(Location identification items)

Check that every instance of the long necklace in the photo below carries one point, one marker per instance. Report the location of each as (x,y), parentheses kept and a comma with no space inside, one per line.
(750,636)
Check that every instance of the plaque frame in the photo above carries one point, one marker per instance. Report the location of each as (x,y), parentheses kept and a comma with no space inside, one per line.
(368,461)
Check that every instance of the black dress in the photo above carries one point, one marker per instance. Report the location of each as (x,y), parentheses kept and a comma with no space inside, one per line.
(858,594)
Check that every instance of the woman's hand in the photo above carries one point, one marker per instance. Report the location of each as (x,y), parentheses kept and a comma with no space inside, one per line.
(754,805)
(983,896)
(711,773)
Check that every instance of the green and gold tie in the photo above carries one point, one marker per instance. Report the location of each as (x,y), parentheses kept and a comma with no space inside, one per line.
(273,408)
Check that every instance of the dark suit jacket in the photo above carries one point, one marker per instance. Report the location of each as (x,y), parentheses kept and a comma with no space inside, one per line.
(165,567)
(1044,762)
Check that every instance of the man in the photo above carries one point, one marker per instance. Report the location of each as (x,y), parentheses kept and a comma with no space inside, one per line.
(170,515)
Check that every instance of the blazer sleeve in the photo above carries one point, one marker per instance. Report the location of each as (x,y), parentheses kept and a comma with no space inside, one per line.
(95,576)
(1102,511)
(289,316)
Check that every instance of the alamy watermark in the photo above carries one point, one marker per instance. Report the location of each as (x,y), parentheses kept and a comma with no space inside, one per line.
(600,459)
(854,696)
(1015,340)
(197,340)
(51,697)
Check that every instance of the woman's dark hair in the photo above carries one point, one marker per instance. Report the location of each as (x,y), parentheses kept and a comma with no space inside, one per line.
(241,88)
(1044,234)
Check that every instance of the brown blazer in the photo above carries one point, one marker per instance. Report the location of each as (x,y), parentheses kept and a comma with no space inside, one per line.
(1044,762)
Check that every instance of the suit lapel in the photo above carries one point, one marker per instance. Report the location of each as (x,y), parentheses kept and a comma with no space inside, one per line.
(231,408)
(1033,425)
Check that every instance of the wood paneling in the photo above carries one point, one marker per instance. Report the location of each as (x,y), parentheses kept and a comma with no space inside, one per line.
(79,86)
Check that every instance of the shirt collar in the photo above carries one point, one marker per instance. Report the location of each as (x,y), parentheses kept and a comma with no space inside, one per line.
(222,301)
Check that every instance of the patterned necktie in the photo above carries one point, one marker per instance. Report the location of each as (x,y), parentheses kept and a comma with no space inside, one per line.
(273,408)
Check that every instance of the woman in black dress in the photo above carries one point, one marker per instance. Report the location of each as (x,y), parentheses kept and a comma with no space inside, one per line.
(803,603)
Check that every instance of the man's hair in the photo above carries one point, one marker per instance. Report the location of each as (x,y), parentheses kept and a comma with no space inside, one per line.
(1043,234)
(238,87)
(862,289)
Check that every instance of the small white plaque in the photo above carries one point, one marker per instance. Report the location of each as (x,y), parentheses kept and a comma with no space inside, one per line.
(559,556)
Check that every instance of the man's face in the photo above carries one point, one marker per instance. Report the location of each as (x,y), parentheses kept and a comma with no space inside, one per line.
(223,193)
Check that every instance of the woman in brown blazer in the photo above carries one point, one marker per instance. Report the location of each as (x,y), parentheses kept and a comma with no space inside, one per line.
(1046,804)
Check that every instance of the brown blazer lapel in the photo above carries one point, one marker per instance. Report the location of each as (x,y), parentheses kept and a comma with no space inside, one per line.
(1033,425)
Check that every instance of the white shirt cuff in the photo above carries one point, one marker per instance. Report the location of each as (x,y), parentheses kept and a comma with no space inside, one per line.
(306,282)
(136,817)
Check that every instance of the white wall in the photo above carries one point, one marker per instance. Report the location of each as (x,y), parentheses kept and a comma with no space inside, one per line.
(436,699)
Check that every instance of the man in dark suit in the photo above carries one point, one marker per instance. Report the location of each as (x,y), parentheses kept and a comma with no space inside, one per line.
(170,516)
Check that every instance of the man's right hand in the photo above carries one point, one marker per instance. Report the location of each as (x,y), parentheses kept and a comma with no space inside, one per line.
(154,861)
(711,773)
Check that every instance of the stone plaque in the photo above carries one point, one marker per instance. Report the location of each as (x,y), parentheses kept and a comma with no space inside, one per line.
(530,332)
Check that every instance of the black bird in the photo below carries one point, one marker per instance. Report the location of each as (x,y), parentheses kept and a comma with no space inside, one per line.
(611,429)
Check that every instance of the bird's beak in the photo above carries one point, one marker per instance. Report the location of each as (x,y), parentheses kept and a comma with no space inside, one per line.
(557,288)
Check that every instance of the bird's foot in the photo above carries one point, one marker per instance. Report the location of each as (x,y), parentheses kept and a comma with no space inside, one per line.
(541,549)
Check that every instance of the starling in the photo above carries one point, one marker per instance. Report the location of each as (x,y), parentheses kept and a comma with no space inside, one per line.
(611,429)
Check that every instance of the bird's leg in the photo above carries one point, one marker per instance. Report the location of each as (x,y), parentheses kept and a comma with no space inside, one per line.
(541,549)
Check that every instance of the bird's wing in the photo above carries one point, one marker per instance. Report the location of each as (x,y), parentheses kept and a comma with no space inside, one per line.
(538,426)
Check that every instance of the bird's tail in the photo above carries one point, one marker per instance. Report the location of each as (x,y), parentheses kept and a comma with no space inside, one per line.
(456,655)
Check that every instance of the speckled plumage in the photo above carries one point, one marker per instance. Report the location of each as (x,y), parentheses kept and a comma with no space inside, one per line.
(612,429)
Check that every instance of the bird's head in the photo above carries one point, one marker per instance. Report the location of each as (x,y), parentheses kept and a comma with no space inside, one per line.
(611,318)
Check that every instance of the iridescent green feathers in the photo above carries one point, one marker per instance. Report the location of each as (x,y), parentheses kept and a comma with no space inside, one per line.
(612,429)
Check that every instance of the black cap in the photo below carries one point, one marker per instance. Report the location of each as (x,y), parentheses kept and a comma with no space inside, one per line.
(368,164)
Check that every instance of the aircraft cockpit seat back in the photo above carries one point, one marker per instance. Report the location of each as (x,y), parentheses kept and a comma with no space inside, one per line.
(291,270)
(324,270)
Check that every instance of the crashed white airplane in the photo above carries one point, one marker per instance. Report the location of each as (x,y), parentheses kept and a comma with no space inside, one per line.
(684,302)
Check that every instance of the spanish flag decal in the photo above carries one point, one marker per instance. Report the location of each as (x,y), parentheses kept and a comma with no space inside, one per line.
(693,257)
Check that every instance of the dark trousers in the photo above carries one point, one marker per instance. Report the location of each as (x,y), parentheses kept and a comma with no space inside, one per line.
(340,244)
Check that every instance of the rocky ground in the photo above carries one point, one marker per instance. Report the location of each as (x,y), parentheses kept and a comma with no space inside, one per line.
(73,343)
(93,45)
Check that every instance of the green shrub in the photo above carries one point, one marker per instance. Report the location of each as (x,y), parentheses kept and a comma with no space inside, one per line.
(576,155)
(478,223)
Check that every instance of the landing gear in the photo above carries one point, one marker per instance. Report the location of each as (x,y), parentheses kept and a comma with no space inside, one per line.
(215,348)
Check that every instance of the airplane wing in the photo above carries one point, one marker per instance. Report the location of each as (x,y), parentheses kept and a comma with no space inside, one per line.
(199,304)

YOUR TASK =
Extract every line above exactly as it stands.

EXPECTED OUTPUT =
Check that every instance of the long necklace in the photo below carries one point, one marker per instance. Report the location of each as (x,y), parentheses kept and a comma with no space inside, one per line.
(750,636)
Check that every instance of the plaque frame in the photo above carries one point, one marker per instance. Report the location of each as (x,y), parentheses kept and a comma with no space inside, one per line.
(368,461)
Check that every instance of the black dress in the photo above carries one point, one marker per instance. Report the location of each as (x,y), parentheses kept and a comma with no space inside, one per line.
(858,594)
Check that every instance of the woman's hand in the photo above carries one point, one marker per instance. Report the location of each as (x,y), parentheses kept and a comma with no space inside, one per line.
(754,805)
(983,896)
(711,773)
Check that every instance of the green and gold tie in the photo above carries one point, one marker per instance. Report the location of each as (x,y), parentheses kept and a comma with no space inside, one per line.
(273,408)
Check that every instance of the dark suit jacket in the photo above carries one point, one marker per instance. Report the location of each as (x,y), parentheses kept and a comma with no space inside, one per line.
(165,567)
(1044,762)
Check that every instance of the man in the photo above carries one point, one marker per instance. Report the location of each as (x,y), parentheses kept and a comma with no space inside, one per line.
(170,515)
Check that every instance of the blazer sleeve in the photo above carries one point, one marker per instance. Report the location of each as (x,y), parentheses kept and a comma with no space inside, one per line.
(95,576)
(1102,511)
(289,316)
Check that every instance of the alamy watermark in the photo above carries one point, one marker per instance. Report the location of each as (x,y), parentheses kept and a comma with no space inside, one per line.
(600,459)
(854,696)
(1015,340)
(197,340)
(51,697)
Check that every instance of the woman's dark hair in the photo above carries one point, one marker per instance. Report the location of each as (x,y), parentheses kept and a comma with no space inside, one per line.
(241,88)
(1044,234)
Check that every instance of the brown blazer in the photo above carries one point, one marker per instance. Report the location of each as (x,y), parentheses kept and a comma with no space inside, one per line.
(1044,762)
Check that every instance of the suit lapel in the photo above carries one point, one marker per instance. Report the location of each as (x,y), parentheses kept and a comma with no space inside, one per line.
(231,408)
(1033,425)
Check that every instance of the wood paneling in the photo above carries one point, one marker per instance. Report the location of each as (x,y), parentheses kept and a comma with no space inside, one per line.
(79,86)
Check that every instance of the shirt collar in the photo above carries one point, one marker per instance. Report the location of each as (x,y), parentheses kept and a comma with no space inside, one per line.
(222,301)
Check that every instance of the patterned necktie in the photo above carries one point, one marker per instance. Report the location of each as (x,y), parentheses kept and a comma with no space inside, one per line.
(273,408)
Check that every instance of the woman in black dress in the photo above carries one point, one marker per instance. Report the location of each as (x,y), parentheses kept and a comma with no space inside, one per line.
(803,603)
Check that every instance of the man's hair in the photo above carries one point, one marker per instance. Report the location of each as (x,y), parentheses kept and a comma with no space inside, one per line.
(1043,234)
(238,87)
(862,289)
Check that every instance of the small white plaque in the photo above carries one point, one marker per instance. Report the location of each as (x,y), parentheses kept and a comma with no space inside, one per line.
(559,556)
Check that every instance of the man's face in the photo above carries one point, one marker per instance. Report the location of each as (x,y), parentheses kept and a comma with no space inside, one per line.
(223,193)
Check that every instance of the woman in brown blazer in the photo above carries one point, one marker per instance. Report the location of each as (x,y), parentheses kept and a comma with no space inside, one per line.
(1046,804)
Check that every instance of the brown blazer lapel in the photo above carries one point, one marker per instance. Report the location of each as (x,y), parentheses kept and a comma with no space inside, one per line.
(1033,425)
Check that every instance of the white shirt cuff in the photo above carries one point, one marker per instance. Report the location of each as (x,y), parentheses kept and a comma with no space inside, one per line.
(306,282)
(136,817)
Check that every instance of the white wall in the photo above carries one point, one marker per instance. Report the location of each as (x,y), parentheses kept and a comma with no space inside, one per line.
(436,699)
Check that every instance of the man in dark suit in the photo above carries one point, one marker per instance. Report the location of each as (x,y), parentheses kept and a comma with no space inside, one per line.
(170,516)
Check that every instance of the man's right hand in the photo above carries one point, one marker per instance. Report the location of each as (x,y), parentheses kept and a comma with no space inside, one per line.
(154,861)
(711,773)
Check that every instance of the stone plaque in the photo above carries one point, one marker per instance. Report the location of each as (x,y), parentheses kept and a comma with no space inside, one per line.
(530,332)
Check that every instance of the black bird in the photo below carries one point, one marker per instance. Report the location of each as (x,y), parentheses kept and a comma with no space inside, one per line.
(611,429)
Check that every instance of the bird's beak in the photo above carries one point, one marker per instance. Report the location of each as (x,y), parentheses kept and a comma with no space inside, one per line.
(557,288)
Check that every instance of the bird's foot in the photo above carries one point, one marker per instance. Report the location of each as (x,y), parentheses kept and a comma with no space inside, one per line.
(541,549)
Check that every instance of the starling in the photo above carries one point, one marker per instance. Report the location of each as (x,y), parentheses kept and a comma with no space inside, one per line.
(611,429)
Check that every instance of the bird's leg in the photo above carries one point, one marker per instance. Report the location of each as (x,y), parentheses kept and a comma with no space inside, one per line.
(541,549)
Check that every instance of the bird's wing in the photo above carries one point, one marker per instance. Report the location of each as (x,y), parentheses kept and a comma with no space inside, one per line.
(538,426)
Check that every instance of the bird's tail in the photo above carries one point, one marker per instance. Report the location of each as (x,y), parentheses kept and a comma with no space inside, one per line.
(456,655)
Check that every instance of the speckled plumage in the photo above carries one point, one marker per instance. Report the location of each as (x,y), parentheses kept and a comma with no space inside, one per line.
(612,429)
Check that every instance of the bird's head in the photo above carries one point, one marker per instance. Report the location of each as (x,y), parentheses kept and a comma with no space inside, one per line.
(611,318)
Check that every instance of the iridescent green feathers in the photo above carries one point, one marker per instance. Report the location of each as (x,y), parentheses kept and a comma with no space inside, one per line.
(612,429)
Check that every instance of the black cap in the photo below carries one point, one marker per instance. Report the location of each as (x,y), parentheses kept and a comma with no space inside, one per line.
(368,164)
Check that every instance of the aircraft cockpit seat back in the photo above carries one point, one marker per instance. Report the location of each as (x,y), parentheses kept and a comma with no space inside, one per line.
(291,270)
(324,270)
Check that every instance of the crashed white airplane in the photo above carries one point, one marker per instance. Report the location of each as (x,y), parentheses kept and a comma with no space inside, one per line.
(684,302)
Check that every instance of the spanish flag decal in the photo above carries one point, one marker per instance. Report the location of each as (x,y), parentheses kept and a comma with no space inside, one per line.
(693,257)
Check that every instance of the dark trousers in the photo above carries one point, one marker per instance. Report the location of each as (x,y), parentheses kept and a comma with no space inside, one per line.
(340,244)
Check that every instance of the rocky ground in the photo above carries one point, one marker per instance. Report the location of each as (x,y), parentheses kept and a comma with no space inside, one per line.
(73,343)
(93,45)
Check that every instance of the green shrub in the photo above carries one point, one marker per instance. Report the location of each as (x,y), parentheses kept and a comma with no space inside, one per line.
(576,155)
(478,223)
Check that every instance of the landing gear in the photo above carries one point, one marker per instance. Report the location of each as (x,y), parentheses kept and a comma with no space inside, one per line.
(215,348)
Check that every instance of the airplane wing in the photo above carries one point, one marker per instance. Report the location of each as (x,y), parentheses kept and a comma with no space inside, one per line.
(199,304)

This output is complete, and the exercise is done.